Document
>>>

It defies credulity that we are but one week from having declared for us, through some process as opaque as mother-of-pearl but significantly less opalescent, a winner of this season's Top Chef. This man, for now we know he'll be man, will join the hallowed ranks of previous Top Chef winners, a pantheon including that guy from the last season, whathisname, and the woman from that season a while ago. There will be tears shed then, running like poorly aimed pee on a toilet bowl down the convex cheek of Kevin's mug, the sheer cliff of Angelo's crazyface and the fleshy parabola of Ed's head. There will be sweat perspired by the gallon, seeping through skin as if the contestants were merely a sheet of one-ply Bounty covering a puddle of piss. It's not too far from the truth.

<<<

Information supplied

>>>

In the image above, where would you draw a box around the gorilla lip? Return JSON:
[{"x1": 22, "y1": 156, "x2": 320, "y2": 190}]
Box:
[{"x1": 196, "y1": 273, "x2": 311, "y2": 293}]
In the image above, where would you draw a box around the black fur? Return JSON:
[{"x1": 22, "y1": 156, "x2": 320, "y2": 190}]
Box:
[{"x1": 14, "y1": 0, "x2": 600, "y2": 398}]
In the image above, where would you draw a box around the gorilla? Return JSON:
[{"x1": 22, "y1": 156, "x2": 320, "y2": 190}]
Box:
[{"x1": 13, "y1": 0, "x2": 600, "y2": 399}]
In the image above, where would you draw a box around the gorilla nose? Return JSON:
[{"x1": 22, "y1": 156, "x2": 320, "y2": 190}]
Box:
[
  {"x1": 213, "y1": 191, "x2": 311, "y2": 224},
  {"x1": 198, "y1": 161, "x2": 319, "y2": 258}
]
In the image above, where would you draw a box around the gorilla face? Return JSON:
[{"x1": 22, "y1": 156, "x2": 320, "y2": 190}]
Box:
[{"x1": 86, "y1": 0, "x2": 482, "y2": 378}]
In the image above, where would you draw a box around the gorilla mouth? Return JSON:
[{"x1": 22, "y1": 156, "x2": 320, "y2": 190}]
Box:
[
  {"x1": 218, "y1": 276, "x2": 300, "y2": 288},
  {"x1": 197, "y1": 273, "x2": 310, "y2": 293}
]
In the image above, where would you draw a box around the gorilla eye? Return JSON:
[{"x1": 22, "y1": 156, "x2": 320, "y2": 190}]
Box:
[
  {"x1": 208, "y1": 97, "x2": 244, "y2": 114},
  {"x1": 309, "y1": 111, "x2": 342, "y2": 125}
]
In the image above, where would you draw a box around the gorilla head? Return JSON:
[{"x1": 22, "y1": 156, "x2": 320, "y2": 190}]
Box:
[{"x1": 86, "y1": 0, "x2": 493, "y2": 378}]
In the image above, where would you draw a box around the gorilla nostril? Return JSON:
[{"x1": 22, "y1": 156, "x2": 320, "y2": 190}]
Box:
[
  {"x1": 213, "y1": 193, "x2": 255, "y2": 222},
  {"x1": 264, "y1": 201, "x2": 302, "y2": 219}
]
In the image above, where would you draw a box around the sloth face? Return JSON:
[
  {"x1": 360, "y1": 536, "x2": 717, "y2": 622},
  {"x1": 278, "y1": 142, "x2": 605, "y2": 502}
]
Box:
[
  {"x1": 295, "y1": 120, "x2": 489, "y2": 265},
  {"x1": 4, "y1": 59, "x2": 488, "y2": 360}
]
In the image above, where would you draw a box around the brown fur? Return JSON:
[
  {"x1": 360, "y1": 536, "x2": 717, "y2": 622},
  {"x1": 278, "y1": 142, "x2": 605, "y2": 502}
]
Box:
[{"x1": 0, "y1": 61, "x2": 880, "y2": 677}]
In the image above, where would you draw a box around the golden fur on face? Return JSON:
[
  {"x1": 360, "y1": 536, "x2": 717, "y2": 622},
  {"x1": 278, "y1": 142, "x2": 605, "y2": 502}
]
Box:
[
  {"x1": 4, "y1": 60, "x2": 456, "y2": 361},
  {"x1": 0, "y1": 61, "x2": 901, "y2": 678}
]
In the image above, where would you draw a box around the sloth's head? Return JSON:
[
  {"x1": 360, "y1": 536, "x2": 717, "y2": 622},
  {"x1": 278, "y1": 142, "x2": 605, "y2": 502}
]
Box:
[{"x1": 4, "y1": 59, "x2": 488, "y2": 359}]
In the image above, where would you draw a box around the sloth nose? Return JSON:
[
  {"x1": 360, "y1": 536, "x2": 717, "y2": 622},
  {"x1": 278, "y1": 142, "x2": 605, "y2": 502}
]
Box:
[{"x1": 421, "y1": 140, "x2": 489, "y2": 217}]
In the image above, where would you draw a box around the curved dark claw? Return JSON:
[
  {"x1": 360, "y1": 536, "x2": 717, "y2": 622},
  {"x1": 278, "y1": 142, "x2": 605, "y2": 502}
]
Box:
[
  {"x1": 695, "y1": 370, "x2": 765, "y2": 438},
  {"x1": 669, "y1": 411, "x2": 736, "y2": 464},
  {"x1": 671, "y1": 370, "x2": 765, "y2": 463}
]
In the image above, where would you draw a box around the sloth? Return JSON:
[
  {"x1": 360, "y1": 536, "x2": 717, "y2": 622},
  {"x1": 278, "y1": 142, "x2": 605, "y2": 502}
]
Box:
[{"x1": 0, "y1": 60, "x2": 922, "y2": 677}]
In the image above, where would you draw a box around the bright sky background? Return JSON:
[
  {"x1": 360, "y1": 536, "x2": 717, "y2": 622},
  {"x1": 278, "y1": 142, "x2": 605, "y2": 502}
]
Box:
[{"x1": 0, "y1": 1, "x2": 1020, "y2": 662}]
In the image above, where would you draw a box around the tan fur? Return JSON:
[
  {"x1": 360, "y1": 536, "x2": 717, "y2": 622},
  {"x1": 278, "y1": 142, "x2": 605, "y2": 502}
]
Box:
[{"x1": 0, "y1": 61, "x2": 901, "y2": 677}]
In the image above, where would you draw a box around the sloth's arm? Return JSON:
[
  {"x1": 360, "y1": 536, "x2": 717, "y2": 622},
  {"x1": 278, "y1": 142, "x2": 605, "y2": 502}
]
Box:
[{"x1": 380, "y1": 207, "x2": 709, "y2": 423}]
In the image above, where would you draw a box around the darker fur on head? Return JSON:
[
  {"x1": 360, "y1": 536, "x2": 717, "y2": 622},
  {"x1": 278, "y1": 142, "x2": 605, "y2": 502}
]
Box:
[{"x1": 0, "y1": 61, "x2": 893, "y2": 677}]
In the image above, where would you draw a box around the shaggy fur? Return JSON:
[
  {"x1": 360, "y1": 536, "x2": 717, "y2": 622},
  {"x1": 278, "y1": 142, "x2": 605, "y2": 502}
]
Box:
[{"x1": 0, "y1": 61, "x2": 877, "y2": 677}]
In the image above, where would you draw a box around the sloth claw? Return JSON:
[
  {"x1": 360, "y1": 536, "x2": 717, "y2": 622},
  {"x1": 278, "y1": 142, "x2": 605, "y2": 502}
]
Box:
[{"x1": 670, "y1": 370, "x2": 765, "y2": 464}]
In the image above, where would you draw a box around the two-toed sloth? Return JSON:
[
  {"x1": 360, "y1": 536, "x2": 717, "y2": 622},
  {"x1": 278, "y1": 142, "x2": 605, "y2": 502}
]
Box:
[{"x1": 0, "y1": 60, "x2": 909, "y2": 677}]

<<<

Exercises
1. Could you extract the Top Chef passage word for word from "It defies credulity" to "from the truth."?
2. Which people does the Top Chef passage mention by first name?

Answers per task
1.
It defies credulity that we are but one week from having declared for us, through some process as opaque as mother-of-pearl but significantly less opalescent, a winner of this season's Top Chef. This man, for now we know he'll be man, will join the hallowed ranks of previous Top Chef winners, a pantheon including that guy from the last season, whathisname, and the woman from that season a while ago. There will be tears shed then, running like poorly aimed pee on a toilet bowl down the convex cheek of Kevin's mug, the sheer cliff of Angelo's crazyface and the fleshy parabola of Ed's head. There will be sweat perspired by the gallon, seeping through skin as if the contestants were merely a sheet of one-ply Bounty covering a puddle of piss. It's not too far from the truth.

2. Kevin, Angelo, Ed